Tasks to complete
1/ Decide whether each statement agrees with the passage on Athens and Thessaloniki: (a) Athens has two Unesco World Heritage Sites; (b) Thessaloniki is the largest city in Greece; (c) the Athens metro makes a car practically unnecessary. Answer yes or no for each, quoting the deciding words of the passage.
2/ Rewrite the passage on Athens and Thessaloniki between "A seaside city" and "as incredible food.", inclusive, substituting "walking paths" for "promenades".

===== Quoted text =====

There are many ancient monuments, buildings and ruins dating back over 2,000 years as well as two Unesco World Heritage Sites (The Acropolis of Athens and the medieval Daphni Monastery), but if you think it’s all about history you’re wrong. The city is fast developing as a modern European capital and offers many modern amenities as well. It is a lively place with excellent restaurants, cafes and bars together with great nightlife.
The city’s metro is extensive and efficient, offering quick access to anywhere your heart desires and practically eliminating the need to own or rent a car. Athens also offers many parks and green spaces where visitors and locals gather together and enjoy a drink while the sun sets.
A seaside city situated in the north of the country that is partly a modern metropolis and partly a historic cityscape, it is home to the Ancient Forum and the 4th century Rotunda. Apart from its historic and cultural elements, the city also has a newly-developed waterfront offering bike rides and promenades, cocktails and music as well as incredible food.
Another pro is that it is one of the most affordable parts of Greece and is not over-inundated with tourists. On the other hand, winters can get a bit chilly. Some of the most prominent suburbs and areas, each offering a unique experience are Ladadika and Valaoritou. In general, the atmosphere here is much more relaxed than that of Athens with a big focus on “the art of doing nothing, enjoying good food and some inspiring Greek culture”.
It is Greece’s second largest city and is also considered the country’s gastronomical and cultural capital. Thessaloniki has plenty to offer in terms of culture including theatres, cinemas, art galleries, gardens, and even an annual film festival.

===== Entries supplied =====

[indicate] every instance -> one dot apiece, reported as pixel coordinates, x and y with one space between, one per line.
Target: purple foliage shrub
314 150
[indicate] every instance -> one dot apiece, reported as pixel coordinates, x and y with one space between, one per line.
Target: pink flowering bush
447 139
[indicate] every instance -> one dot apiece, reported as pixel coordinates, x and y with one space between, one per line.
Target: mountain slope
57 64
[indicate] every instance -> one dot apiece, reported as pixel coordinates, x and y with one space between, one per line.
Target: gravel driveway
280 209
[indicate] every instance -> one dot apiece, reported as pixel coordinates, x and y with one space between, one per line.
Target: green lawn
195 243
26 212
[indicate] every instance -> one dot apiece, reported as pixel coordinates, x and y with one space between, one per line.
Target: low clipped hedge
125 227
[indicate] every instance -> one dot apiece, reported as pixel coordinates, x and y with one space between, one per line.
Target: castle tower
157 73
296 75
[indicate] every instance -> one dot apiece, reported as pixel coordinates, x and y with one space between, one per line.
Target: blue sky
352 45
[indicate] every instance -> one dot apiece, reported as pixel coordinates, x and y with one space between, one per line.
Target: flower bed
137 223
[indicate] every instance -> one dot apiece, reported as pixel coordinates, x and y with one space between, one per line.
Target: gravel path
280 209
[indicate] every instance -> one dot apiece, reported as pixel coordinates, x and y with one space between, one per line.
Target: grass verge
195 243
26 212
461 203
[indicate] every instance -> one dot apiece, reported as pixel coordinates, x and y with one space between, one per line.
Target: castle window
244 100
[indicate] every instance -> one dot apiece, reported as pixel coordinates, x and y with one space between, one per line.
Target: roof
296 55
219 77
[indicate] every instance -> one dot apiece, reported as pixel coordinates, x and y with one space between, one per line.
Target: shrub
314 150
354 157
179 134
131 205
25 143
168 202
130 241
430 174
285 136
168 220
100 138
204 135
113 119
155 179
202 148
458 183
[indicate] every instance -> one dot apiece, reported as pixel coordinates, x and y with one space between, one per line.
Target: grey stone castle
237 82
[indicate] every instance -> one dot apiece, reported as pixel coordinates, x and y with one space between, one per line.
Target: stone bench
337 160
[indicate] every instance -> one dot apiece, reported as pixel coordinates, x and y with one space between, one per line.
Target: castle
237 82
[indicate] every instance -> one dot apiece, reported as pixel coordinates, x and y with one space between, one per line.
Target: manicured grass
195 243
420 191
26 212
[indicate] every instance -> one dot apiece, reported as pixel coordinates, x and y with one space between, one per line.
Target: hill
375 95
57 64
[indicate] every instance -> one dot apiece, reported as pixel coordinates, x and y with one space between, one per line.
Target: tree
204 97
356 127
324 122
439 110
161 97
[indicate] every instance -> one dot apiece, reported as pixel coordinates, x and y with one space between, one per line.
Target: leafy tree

=====

List of solutions
1/
(a) Yes: "two Unesco World Heritage Sites"
(b) No: "It is Greece’s second largest city"
(c) Yes: "practically eliminating the need to own or rent a car"

2/
A seaside city situated in the north of the country that is partly a modern metropolis and partly a historic cityscape, it is home to the Ancient Forum and the 4th century Rotunda. Apart from its historic and cultural elements, the city also has a newly-developed waterfront offering bike rides and walking paths, cocktails and music as well as incredible food.